Поиск объектов на снимках
- - - - - - -
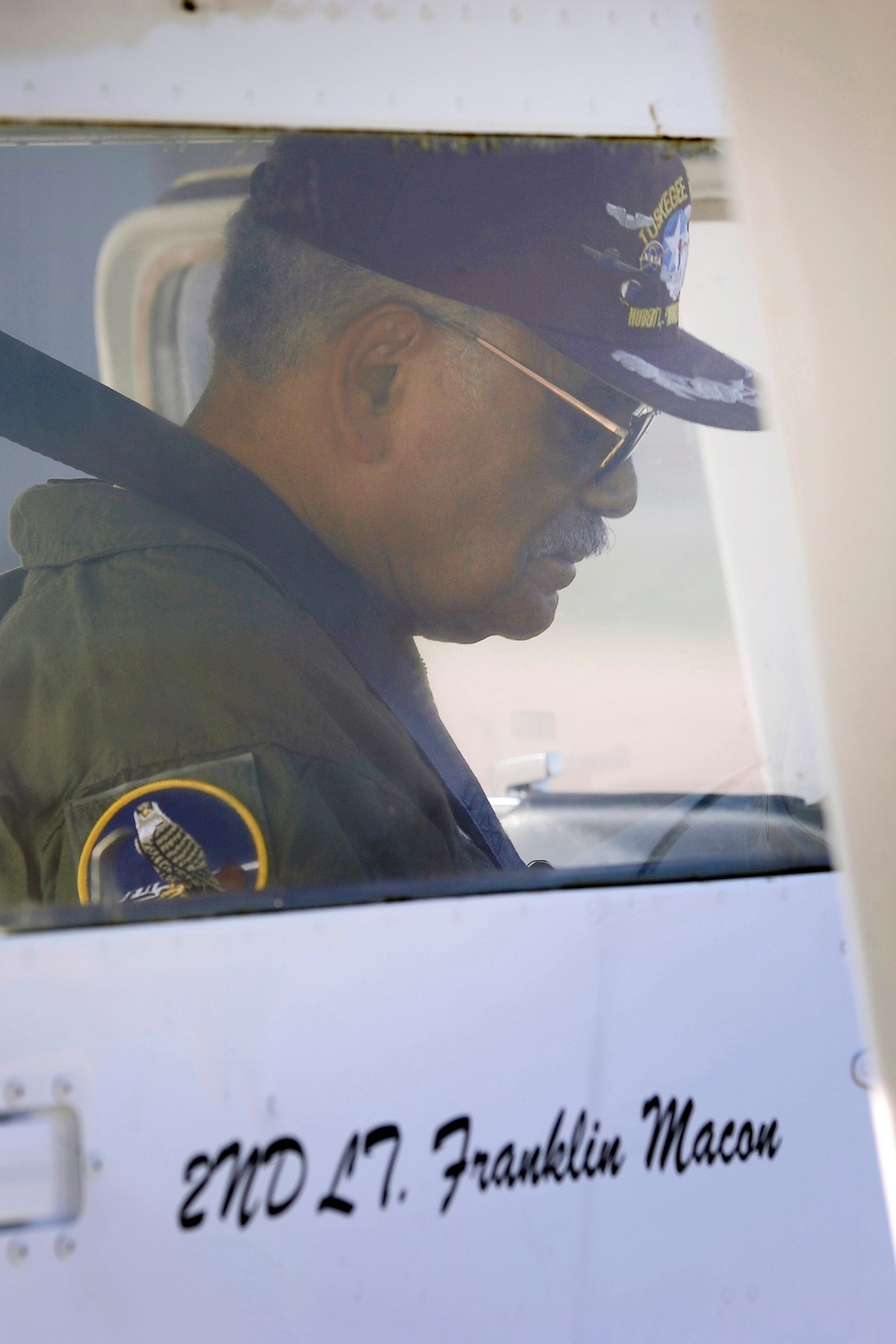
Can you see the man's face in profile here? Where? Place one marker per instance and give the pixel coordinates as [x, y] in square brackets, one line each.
[501, 499]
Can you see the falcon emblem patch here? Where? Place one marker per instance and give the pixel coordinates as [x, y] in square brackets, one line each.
[175, 838]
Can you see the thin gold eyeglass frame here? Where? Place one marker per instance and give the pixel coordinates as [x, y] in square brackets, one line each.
[619, 430]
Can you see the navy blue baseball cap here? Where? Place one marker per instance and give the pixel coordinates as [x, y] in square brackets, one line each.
[582, 241]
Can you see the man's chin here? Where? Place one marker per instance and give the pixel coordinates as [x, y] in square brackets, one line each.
[527, 610]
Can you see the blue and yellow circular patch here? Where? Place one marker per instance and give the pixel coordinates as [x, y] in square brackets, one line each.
- - - - - - -
§ **ТВОЯ ЗАДАЧА**
Перепиши список целиком, переименовав «man's» в «person's» везде, где встречается, а остальное оставь без изменений. Картинки в ответ не включай.

§ **РЕШЕНИЕ ЗАДАЧИ**
Can you see the person's face in profile here? Where? Place one marker per instance and give the pixel coordinates as [x, y] in square brackets, one line each.
[501, 499]
Can you see the falcon emblem patch here? Where? Place one marker per instance and give the pixel coordinates as [x, y] in square brackets, one line each.
[175, 838]
Can you see the thin gold eyeglass frame here? Where? Place one marker per instance and give the pixel coordinates as [x, y] in square brackets, one line each.
[619, 430]
Can you see the navy blue baseball cap here? Where? Place one marker per instance and give the pixel coordinates as [x, y] in square brackets, one line each.
[582, 241]
Can you see the person's chin here? Where? Place one marker per instance and give the pixel coordinates as [x, y] in square brackets, one line each.
[527, 610]
Can you see the blue and yellow circular patch here? Where? Place one marker per instance and give the pixel coordinates as [x, y] in square brackets, one line each.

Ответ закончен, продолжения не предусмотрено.